> Exercise requirements
Examine the records and identify each line that includes the string "target". Copy those lines.

> Collected data
⟨

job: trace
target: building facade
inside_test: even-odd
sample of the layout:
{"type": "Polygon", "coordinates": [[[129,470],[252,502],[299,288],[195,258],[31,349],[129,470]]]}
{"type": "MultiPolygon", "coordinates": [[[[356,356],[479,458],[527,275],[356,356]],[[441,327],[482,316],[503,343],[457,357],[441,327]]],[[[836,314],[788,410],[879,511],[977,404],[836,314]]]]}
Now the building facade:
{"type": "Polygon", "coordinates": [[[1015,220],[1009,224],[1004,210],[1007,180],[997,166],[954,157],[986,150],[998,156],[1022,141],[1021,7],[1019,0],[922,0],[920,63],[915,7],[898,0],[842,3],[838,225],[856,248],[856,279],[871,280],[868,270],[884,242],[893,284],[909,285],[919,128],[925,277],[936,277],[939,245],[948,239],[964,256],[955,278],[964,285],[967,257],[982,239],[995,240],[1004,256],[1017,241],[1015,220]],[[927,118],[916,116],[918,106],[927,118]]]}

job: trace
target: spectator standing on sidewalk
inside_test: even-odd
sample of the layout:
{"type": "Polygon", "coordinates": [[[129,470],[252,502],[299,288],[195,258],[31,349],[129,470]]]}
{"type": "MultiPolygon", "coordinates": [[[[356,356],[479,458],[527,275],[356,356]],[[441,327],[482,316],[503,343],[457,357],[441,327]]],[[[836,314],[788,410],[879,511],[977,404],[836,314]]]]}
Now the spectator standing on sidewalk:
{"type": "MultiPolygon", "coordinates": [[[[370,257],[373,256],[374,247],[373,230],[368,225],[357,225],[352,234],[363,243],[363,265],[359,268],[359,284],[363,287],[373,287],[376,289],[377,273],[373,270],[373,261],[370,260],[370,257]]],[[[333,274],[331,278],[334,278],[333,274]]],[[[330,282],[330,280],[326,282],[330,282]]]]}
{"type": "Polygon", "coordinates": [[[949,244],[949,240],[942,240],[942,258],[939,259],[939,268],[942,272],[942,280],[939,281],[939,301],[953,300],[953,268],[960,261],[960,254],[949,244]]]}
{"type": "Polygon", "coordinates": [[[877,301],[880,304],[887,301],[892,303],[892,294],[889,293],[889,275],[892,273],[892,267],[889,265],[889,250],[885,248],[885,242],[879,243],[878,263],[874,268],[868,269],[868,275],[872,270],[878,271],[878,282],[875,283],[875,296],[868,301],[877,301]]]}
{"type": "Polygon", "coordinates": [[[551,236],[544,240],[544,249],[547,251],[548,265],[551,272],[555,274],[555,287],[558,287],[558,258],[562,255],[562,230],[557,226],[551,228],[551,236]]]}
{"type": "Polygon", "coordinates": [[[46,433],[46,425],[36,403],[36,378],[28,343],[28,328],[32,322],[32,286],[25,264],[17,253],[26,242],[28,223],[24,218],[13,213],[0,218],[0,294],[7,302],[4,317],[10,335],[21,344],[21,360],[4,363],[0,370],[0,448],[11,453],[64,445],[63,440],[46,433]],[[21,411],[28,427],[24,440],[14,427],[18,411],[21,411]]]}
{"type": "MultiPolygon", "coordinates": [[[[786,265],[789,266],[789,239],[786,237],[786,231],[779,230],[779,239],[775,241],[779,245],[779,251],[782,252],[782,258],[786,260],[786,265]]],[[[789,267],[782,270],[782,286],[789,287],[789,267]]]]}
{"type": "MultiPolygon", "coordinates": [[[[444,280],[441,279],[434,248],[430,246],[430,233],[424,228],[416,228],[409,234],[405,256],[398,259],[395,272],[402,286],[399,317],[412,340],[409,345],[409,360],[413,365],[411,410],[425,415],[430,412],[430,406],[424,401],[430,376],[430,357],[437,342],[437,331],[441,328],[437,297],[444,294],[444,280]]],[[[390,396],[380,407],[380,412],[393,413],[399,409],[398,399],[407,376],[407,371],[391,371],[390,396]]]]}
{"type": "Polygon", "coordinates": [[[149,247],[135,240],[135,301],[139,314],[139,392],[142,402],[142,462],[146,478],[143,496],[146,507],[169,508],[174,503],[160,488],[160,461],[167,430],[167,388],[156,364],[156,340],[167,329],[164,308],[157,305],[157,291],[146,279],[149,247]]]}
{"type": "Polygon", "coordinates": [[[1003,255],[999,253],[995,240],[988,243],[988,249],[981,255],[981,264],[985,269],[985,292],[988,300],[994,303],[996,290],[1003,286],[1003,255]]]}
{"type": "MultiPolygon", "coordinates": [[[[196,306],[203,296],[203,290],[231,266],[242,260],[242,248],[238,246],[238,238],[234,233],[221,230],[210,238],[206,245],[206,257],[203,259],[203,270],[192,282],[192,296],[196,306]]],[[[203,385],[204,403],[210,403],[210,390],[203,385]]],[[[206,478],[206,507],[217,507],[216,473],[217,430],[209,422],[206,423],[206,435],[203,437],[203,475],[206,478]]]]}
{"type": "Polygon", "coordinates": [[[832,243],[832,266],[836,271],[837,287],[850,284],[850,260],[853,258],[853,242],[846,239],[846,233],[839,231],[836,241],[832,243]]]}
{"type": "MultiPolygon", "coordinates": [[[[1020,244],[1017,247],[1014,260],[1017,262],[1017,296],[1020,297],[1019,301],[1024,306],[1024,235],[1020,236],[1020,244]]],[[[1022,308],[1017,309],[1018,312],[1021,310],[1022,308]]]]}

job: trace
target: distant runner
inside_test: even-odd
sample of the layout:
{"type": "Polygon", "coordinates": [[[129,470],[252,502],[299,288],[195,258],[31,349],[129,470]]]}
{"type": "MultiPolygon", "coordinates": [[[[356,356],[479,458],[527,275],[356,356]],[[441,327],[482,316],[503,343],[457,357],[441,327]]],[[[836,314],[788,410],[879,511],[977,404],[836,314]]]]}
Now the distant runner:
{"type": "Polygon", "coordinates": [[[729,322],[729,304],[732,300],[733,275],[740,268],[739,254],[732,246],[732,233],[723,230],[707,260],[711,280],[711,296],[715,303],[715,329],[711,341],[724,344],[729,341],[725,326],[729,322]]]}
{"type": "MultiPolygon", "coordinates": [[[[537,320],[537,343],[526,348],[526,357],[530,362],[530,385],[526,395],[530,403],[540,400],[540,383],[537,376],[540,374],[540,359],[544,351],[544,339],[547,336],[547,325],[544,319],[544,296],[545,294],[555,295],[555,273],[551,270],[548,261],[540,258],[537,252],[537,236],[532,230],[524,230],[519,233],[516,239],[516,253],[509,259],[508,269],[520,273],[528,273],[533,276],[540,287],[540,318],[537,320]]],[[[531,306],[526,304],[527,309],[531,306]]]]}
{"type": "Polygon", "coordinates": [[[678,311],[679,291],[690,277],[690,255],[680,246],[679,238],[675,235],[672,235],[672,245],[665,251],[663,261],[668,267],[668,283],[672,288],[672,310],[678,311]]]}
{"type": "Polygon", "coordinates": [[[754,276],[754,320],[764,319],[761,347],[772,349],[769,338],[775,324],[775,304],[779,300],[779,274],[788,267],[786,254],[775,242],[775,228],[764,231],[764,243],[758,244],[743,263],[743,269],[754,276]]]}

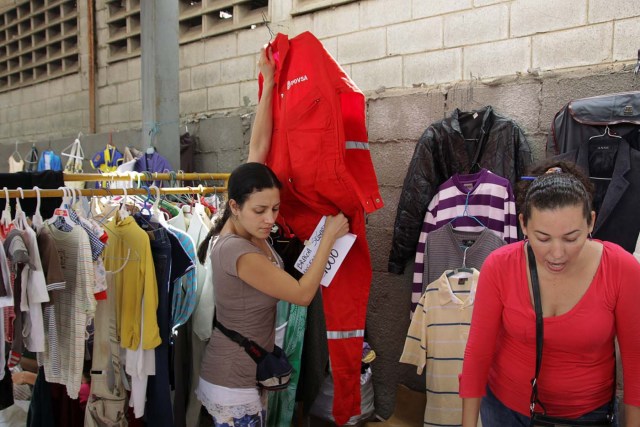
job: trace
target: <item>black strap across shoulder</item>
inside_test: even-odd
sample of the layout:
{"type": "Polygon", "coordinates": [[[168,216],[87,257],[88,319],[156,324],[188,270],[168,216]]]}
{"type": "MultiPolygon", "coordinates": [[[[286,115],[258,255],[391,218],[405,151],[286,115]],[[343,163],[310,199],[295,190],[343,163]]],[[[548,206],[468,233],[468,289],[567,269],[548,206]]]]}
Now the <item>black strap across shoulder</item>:
{"type": "Polygon", "coordinates": [[[538,281],[538,267],[536,258],[533,254],[531,245],[527,244],[527,255],[529,259],[529,273],[531,274],[531,290],[533,292],[533,306],[536,312],[536,373],[531,380],[531,412],[534,412],[536,404],[542,407],[546,412],[542,403],[538,400],[538,374],[542,366],[542,337],[544,336],[544,322],[542,318],[542,301],[540,299],[540,285],[538,281]]]}
{"type": "MultiPolygon", "coordinates": [[[[542,367],[542,344],[544,337],[544,321],[542,317],[542,301],[540,298],[540,282],[538,279],[538,267],[536,265],[536,257],[533,253],[533,249],[531,249],[531,245],[526,243],[527,246],[527,258],[529,260],[529,273],[531,274],[531,291],[533,293],[533,305],[536,312],[536,373],[533,379],[531,380],[531,400],[530,400],[530,410],[531,415],[535,412],[536,405],[539,405],[542,408],[542,413],[546,414],[546,409],[540,400],[538,400],[538,374],[540,373],[540,368],[542,367]]],[[[615,360],[615,350],[614,350],[614,360],[615,360]]],[[[609,404],[609,414],[607,418],[609,420],[613,420],[614,417],[614,402],[616,398],[616,368],[615,363],[613,367],[613,391],[611,395],[611,403],[609,404]]]]}

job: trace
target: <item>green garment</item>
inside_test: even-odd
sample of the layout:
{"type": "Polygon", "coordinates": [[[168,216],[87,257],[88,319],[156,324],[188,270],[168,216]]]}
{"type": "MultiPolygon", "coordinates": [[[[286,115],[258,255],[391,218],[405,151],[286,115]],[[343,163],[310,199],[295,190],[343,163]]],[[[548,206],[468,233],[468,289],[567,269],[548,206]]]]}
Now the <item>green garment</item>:
{"type": "Polygon", "coordinates": [[[283,350],[293,367],[291,381],[286,390],[270,392],[269,406],[267,410],[268,427],[289,427],[293,419],[293,410],[296,403],[296,389],[300,379],[300,360],[302,358],[302,344],[304,343],[304,330],[307,323],[307,307],[289,304],[284,301],[278,303],[278,315],[276,324],[284,323],[288,314],[288,323],[284,335],[283,350]]]}

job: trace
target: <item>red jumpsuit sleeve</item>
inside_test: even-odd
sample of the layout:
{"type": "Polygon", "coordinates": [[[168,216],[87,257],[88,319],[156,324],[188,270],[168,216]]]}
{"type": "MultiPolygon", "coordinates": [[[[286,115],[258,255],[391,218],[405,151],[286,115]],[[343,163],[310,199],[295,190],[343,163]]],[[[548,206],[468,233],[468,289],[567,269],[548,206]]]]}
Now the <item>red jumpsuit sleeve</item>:
{"type": "Polygon", "coordinates": [[[624,373],[624,403],[640,406],[640,264],[622,248],[617,249],[620,266],[616,269],[619,289],[615,319],[624,373]]]}
{"type": "Polygon", "coordinates": [[[500,252],[493,253],[482,265],[460,375],[462,398],[485,395],[489,368],[502,329],[502,278],[510,277],[510,272],[504,271],[503,257],[500,252]]]}

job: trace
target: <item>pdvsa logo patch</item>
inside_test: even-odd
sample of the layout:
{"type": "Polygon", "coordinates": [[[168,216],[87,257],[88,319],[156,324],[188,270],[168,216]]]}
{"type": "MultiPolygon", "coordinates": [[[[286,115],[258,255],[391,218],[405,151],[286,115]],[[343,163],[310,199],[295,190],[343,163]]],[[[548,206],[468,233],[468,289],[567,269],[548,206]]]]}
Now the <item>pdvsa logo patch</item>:
{"type": "Polygon", "coordinates": [[[309,80],[309,78],[307,77],[306,74],[300,77],[296,77],[295,79],[289,80],[287,82],[287,90],[291,89],[291,86],[297,85],[298,83],[301,83],[301,82],[306,82],[307,80],[309,80]]]}

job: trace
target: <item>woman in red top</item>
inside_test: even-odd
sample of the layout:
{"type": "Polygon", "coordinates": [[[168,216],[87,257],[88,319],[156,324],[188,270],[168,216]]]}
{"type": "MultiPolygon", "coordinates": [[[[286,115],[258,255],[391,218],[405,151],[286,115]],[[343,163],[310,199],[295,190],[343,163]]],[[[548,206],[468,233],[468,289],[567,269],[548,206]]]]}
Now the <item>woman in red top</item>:
{"type": "Polygon", "coordinates": [[[483,264],[460,377],[464,427],[476,427],[478,414],[484,427],[529,425],[536,326],[527,245],[542,298],[538,399],[547,415],[593,420],[607,414],[617,337],[625,426],[640,426],[640,264],[620,246],[590,238],[589,180],[573,165],[553,166],[518,200],[527,240],[496,250],[483,264]]]}

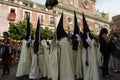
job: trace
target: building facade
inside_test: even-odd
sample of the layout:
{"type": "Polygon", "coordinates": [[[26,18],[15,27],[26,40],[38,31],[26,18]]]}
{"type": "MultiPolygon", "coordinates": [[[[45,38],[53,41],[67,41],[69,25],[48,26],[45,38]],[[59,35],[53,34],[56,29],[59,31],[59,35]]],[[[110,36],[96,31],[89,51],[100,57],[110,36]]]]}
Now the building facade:
{"type": "Polygon", "coordinates": [[[111,29],[111,31],[117,32],[120,34],[120,15],[116,15],[116,16],[112,17],[110,29],[111,29]]]}
{"type": "Polygon", "coordinates": [[[10,23],[26,20],[30,16],[33,27],[37,25],[38,16],[41,26],[54,29],[61,13],[64,13],[64,29],[74,29],[74,11],[76,11],[80,30],[82,31],[82,13],[84,12],[90,30],[98,34],[102,27],[109,27],[107,15],[95,9],[96,0],[58,0],[53,10],[33,0],[0,0],[0,33],[8,31],[10,23]],[[55,20],[55,22],[54,22],[55,20]]]}

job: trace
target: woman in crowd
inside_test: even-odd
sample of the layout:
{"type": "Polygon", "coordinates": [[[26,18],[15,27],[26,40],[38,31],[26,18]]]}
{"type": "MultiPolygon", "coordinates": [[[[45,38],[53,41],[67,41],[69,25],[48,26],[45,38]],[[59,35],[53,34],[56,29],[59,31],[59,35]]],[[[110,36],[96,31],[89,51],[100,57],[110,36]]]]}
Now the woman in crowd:
{"type": "Polygon", "coordinates": [[[108,30],[106,28],[103,28],[101,29],[99,35],[100,52],[103,55],[102,75],[104,78],[110,78],[110,75],[108,73],[108,64],[110,59],[111,38],[107,34],[108,34],[108,30]]]}
{"type": "Polygon", "coordinates": [[[10,67],[8,64],[10,54],[12,53],[11,46],[12,42],[9,38],[8,32],[3,32],[3,54],[2,54],[2,60],[3,60],[3,74],[1,77],[4,77],[4,75],[8,75],[10,73],[10,67]]]}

⟩

> Response to this task
target: building facade
target: spectator standing on sidewalk
target: distant runner
target: <item>black strap across shoulder</item>
target: <item>green garment</item>
target: <item>red jumpsuit sleeve</item>
target: <item>pdvsa logo patch</item>
target: <item>woman in red top</item>
target: building facade
target: woman in crowd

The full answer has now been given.